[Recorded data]
· · · · ·

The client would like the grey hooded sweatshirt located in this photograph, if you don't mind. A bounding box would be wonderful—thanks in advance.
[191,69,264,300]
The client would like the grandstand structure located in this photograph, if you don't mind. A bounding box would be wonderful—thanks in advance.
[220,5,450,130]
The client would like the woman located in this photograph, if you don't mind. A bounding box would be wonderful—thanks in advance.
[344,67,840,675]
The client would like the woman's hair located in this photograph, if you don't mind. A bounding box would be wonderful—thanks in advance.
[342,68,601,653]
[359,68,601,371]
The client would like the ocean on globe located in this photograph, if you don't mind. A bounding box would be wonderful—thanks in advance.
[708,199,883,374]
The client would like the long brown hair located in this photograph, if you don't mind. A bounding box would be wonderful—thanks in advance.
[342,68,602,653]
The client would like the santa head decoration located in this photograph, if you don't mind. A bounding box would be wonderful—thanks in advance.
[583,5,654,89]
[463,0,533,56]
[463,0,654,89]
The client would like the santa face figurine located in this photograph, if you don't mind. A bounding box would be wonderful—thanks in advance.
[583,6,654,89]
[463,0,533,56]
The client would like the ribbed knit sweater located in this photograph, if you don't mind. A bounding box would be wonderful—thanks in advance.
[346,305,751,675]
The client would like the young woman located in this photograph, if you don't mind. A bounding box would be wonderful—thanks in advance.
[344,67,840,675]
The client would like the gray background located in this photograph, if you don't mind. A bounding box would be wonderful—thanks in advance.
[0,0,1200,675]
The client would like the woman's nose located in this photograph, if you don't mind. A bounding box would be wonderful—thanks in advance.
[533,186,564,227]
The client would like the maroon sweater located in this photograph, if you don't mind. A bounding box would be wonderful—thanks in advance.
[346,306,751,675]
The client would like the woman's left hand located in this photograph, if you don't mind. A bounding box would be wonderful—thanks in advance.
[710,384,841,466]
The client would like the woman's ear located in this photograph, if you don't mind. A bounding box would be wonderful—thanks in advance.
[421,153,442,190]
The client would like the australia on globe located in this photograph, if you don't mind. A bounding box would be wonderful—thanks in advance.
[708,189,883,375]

· · · · ·

Rescale the records above from the line containing "The client would like the australia" through the end of the records: repeat every line, requests included, but multiply each box coordinate in the answers by 1.8 and round to whole numbers, with halves rounded up.

### [Answer to the task]
The client would like the australia on globe located in this photograph, if you don't mind. A bounding box would be wonderful—thanks in advance.
[1274,340,1589,675]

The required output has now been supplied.